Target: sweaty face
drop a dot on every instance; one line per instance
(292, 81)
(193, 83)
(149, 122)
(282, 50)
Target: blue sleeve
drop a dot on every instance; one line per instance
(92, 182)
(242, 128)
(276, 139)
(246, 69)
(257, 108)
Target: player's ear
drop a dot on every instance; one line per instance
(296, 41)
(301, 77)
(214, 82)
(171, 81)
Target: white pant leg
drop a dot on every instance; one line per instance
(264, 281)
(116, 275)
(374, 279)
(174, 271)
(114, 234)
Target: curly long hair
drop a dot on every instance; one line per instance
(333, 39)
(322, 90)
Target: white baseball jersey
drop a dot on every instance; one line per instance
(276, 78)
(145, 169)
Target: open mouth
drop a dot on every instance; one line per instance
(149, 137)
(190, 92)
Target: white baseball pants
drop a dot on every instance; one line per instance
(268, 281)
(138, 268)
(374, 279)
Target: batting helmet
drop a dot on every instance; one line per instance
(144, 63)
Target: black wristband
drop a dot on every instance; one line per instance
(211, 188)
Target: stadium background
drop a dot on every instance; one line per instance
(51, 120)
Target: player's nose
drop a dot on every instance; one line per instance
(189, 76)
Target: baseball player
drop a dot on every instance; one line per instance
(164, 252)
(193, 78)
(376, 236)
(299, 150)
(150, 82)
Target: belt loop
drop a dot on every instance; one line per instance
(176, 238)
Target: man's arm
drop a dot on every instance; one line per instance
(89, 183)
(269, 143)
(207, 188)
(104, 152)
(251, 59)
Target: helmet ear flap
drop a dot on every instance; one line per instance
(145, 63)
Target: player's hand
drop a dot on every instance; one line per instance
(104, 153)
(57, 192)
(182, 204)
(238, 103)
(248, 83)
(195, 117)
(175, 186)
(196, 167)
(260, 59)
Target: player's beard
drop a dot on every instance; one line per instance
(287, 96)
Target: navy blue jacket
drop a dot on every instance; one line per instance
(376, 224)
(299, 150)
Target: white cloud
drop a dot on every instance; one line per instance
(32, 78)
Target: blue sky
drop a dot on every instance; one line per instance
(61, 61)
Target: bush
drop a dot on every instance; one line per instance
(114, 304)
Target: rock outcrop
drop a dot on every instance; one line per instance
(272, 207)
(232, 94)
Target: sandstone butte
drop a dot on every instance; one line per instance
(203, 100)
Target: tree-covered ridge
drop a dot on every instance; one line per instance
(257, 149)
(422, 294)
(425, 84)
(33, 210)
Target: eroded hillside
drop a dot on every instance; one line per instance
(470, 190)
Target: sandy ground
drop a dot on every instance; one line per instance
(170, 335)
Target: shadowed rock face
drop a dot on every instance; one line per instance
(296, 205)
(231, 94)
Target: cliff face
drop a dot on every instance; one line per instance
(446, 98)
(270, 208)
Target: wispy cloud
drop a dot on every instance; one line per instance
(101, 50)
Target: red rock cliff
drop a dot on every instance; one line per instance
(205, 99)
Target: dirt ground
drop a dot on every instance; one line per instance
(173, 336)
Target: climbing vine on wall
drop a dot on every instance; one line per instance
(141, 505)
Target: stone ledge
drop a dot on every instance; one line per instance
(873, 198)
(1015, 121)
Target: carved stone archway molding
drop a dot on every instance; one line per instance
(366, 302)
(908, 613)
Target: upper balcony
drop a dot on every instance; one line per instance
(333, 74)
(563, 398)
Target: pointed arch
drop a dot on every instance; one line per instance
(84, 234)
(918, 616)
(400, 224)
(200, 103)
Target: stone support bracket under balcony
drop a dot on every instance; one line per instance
* * * *
> [What needs to be done] Reproduce the data unchanged, beginning at the line that contains "Target: shadowed rock face" and continuing through the last line of the data.

> [Exercise response]
Target: shadowed rock face
drop a dot on every instance; one line per instance
(296, 205)
(231, 94)
Target: cliff face
drop a dot on every instance; one line per instance
(446, 98)
(270, 208)
Target: wispy cloud
drop a dot on every instance; one line per instance
(101, 50)
Target: red rock cliff
drop a dot on every instance; one line per instance
(205, 99)
Target: dirt ground
drop a dot on every instance; one line per instance
(173, 336)
Target: climbing vine on wall
drop a dot on every instance; one line per instance
(141, 505)
Target: stone ledge
drop a dot on every instance; one line per instance
(873, 198)
(1015, 121)
Target: carved stone archway molding
drop a dot on every instance; one line per instance
(366, 302)
(908, 613)
Target: upper balcony
drop a dot on every instance; one line per instance
(333, 74)
(563, 398)
Target: pointed arch
drop a dot on every instance; one line per instance
(84, 234)
(918, 616)
(400, 224)
(200, 103)
Target: stone support bracket under balcony
drop a dot on every instance; one line per instance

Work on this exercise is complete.